*DATA SUPPLIED:*
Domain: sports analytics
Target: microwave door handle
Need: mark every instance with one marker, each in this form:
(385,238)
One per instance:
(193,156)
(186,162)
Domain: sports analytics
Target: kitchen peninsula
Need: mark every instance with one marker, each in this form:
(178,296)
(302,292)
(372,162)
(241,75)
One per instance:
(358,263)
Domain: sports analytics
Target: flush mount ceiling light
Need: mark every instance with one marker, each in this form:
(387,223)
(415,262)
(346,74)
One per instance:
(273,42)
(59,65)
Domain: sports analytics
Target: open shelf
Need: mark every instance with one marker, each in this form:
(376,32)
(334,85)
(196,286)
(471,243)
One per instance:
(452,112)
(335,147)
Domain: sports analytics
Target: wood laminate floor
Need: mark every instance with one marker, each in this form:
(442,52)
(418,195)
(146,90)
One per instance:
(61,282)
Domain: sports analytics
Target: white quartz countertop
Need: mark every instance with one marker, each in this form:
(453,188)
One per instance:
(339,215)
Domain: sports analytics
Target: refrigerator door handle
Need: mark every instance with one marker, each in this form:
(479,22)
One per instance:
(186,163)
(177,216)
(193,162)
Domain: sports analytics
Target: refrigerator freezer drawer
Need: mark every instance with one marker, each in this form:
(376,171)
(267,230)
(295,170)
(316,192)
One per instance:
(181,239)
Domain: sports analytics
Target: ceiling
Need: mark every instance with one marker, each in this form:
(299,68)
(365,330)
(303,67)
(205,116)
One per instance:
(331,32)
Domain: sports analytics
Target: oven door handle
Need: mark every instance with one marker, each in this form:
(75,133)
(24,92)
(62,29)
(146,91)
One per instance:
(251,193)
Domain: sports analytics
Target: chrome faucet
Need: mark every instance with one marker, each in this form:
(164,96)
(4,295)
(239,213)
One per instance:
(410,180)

*WHAT TO DO:* Rewrite every one of the lines above, requests included. Multiply each coordinate in the answer points by 1.1 and round it to a whole number, rounding halves up. Leave the numbers in the requests and in their sample points as they are.

*OUTPUT:*
Domain: sports analytics
Target: microwave door handle
Need: mark every instance with one marker, each in this form:
(385,238)
One per instance:
(212,172)
(205,178)
Domain: sports analytics
Target: kitchen peninsula
Need: mark every instance with one marker, each in this form:
(178,296)
(302,292)
(372,162)
(241,75)
One per instance:
(394,289)
Domain: sports analytics
Target: flush mount ceiling light
Need: mark every instance with one marker, each in this form:
(387,223)
(415,262)
(346,74)
One per instance:
(300,46)
(65,72)
Domain: sports analytics
Target: open shelf
Need: mark every instance with one marker, each in this form:
(376,32)
(334,85)
(196,286)
(471,243)
One per instance:
(497,123)
(369,162)
Domain: sports analytics
Target: wood laminate floor
Need: mark every instance with one marker, each in this form:
(442,52)
(418,195)
(146,90)
One per instance:
(67,310)
Domain: sports analytics
Target: white quartz countertop
Need: mark every instance with one marker, each in this form:
(453,188)
One per instance:
(373,237)
Domain: sports analytics
Target: refrigerator door handle
Need: mark every instance with one marker, each in this form:
(479,22)
One per instance:
(205,179)
(195,238)
(212,178)
Domain: sports analytics
Target: refrigerator freezer drawer
Need: mark every instance with one marker, each in this form:
(376,171)
(267,230)
(295,170)
(316,192)
One per instance:
(199,263)
Domain: sports analytics
Target: ceiling
Need: mark every instance with one marker, each in this form:
(299,68)
(365,330)
(303,67)
(205,116)
One per instance:
(364,35)
Domain: sports analytics
Target: oven door handle
Need: mark every instance with one marker, each in this form:
(75,133)
(24,92)
(62,29)
(146,91)
One per instance:
(276,212)
Domain: sports analytics
Target: chrome faucet
Need: mark every instance with one marker, each in this form:
(164,96)
(4,295)
(239,213)
One per instance:
(451,198)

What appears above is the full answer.